__Excerpted data__
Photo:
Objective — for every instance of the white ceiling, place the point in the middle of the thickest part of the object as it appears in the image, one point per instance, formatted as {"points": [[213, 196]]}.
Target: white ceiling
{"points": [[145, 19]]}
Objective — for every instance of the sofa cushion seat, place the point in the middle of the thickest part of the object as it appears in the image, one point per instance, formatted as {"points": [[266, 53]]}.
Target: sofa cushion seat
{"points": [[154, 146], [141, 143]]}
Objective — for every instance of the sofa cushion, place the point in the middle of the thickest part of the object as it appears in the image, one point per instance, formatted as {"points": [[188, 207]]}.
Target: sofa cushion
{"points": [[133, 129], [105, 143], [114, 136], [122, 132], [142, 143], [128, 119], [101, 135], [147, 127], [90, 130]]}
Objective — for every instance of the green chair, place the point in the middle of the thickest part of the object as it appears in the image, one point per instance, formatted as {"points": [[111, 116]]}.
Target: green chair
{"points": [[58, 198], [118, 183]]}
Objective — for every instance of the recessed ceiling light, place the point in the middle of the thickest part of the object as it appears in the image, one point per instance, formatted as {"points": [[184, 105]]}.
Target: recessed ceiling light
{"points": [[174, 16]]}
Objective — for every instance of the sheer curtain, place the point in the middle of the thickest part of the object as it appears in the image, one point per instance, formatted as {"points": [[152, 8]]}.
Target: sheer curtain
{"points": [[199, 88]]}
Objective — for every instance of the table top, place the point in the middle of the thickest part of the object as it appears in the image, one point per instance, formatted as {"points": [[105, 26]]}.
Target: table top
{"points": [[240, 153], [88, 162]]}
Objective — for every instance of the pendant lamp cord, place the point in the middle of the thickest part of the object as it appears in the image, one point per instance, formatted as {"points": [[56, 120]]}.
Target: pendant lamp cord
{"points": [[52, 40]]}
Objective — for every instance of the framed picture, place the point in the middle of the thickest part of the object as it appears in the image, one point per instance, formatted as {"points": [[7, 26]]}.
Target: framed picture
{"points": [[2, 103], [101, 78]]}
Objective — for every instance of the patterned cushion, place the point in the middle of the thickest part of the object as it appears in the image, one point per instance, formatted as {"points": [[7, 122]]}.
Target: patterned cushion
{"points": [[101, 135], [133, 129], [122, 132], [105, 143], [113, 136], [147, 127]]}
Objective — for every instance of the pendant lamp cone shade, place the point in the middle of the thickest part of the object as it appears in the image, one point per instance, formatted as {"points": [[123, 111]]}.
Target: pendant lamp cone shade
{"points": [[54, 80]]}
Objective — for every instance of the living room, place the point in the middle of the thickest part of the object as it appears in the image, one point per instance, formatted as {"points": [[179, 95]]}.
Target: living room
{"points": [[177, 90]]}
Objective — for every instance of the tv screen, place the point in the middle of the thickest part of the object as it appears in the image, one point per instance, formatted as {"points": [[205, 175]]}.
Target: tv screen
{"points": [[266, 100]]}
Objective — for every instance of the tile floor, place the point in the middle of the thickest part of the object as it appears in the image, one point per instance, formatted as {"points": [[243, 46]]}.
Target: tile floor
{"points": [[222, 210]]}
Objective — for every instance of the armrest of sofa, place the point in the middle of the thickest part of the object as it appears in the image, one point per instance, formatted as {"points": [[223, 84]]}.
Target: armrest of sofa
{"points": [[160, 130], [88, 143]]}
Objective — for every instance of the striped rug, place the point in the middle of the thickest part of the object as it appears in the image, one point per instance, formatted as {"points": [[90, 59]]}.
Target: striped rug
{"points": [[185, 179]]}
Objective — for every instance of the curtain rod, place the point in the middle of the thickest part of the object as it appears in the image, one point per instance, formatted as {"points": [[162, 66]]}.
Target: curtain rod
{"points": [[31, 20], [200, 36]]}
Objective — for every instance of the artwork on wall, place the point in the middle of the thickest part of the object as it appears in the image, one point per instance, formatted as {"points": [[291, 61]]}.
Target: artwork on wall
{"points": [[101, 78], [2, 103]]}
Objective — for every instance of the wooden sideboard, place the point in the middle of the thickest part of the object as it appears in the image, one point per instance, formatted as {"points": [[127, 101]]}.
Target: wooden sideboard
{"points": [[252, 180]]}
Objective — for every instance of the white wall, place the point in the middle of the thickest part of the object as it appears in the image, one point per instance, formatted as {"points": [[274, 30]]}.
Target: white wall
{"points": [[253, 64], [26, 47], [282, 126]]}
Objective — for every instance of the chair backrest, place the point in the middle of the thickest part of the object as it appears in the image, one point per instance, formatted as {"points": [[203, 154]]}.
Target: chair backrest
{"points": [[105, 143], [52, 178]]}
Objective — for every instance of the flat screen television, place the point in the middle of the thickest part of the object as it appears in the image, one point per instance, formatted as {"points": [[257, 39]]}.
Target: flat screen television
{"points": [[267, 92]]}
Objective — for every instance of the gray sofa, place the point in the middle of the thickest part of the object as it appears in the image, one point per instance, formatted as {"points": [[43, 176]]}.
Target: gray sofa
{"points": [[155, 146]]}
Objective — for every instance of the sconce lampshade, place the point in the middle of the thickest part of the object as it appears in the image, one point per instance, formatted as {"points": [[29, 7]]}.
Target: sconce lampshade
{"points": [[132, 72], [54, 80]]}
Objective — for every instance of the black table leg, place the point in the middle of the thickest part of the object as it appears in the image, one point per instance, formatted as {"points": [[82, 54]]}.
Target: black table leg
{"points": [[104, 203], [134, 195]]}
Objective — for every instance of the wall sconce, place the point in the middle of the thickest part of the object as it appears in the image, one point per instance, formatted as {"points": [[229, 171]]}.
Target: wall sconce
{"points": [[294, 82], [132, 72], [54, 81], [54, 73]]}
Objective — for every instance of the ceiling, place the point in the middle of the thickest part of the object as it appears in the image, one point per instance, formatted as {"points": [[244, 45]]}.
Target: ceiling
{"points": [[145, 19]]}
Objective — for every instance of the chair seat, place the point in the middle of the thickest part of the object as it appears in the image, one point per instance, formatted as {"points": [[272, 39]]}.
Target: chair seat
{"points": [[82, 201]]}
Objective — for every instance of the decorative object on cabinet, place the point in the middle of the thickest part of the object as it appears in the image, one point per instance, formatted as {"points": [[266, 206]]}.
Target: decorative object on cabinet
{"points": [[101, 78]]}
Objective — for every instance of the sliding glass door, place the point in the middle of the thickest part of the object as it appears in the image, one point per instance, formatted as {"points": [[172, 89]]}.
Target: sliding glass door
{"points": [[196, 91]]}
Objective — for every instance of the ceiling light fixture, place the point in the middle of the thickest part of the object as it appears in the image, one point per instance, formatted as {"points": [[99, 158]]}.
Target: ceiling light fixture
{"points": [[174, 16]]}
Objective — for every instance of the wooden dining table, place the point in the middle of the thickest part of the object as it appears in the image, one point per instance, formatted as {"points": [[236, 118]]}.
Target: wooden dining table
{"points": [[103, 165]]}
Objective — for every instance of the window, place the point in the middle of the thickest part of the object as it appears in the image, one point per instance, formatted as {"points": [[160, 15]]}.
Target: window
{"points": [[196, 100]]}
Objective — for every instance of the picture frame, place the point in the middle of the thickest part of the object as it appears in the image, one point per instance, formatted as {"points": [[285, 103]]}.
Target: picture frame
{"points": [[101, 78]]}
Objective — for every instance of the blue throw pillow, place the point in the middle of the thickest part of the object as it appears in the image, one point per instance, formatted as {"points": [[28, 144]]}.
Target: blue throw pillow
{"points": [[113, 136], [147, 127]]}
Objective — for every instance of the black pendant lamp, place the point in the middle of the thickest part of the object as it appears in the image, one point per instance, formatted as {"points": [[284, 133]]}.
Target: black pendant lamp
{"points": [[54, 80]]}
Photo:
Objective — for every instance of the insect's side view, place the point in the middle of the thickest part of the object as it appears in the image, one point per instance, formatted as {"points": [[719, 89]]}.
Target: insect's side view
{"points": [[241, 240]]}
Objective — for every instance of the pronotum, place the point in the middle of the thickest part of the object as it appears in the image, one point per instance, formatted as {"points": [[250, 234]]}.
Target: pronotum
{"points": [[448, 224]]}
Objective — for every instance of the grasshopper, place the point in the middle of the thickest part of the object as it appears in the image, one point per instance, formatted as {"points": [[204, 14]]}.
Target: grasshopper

__Short task__
Everything from the line with "Objective — for every instance of the picture" through the last line of the material above should be echoed exactly, and nothing else.

__Solved exercise__
Objective — for every instance of the picture frame, place the point in the middle of the thickest part of the object as it appears in the image, one point per instance, formatted as {"points": [[285, 103]]}.
Target: picture frame
{"points": [[101, 78]]}
Objective — for every instance of the blue throw pillow, place the point in the middle of the thickest part of the object as it appears in the image, one point per instance, formatted as {"points": [[28, 144]]}.
Target: blue throw pillow
{"points": [[113, 136], [147, 127]]}
Objective — for every instance of the black pendant lamp, place the point in the middle of the thickest part of the object as it appears in the image, one point per instance, formatted as {"points": [[284, 133]]}.
Target: black pendant lamp
{"points": [[54, 80]]}
Photo:
Objective — for every instance of the insect's side view, place the point in the middle of the thickest part of the object as it appears in the image, one point per instance, formatted as {"points": [[719, 89]]}.
Target: insect's side view
{"points": [[241, 240]]}
Objective — for every instance of the pronotum, place the point in the middle of the thickest part of the object as it appears in the image, one point per instance, formatted as {"points": [[250, 234]]}.
Target: pronotum
{"points": [[448, 224]]}
Objective — for every instance of the grasshopper, place the point in the middle of the thickest part of the object as it appears in the image, one point per instance, formatted as {"points": [[204, 14]]}.
Target: grasshopper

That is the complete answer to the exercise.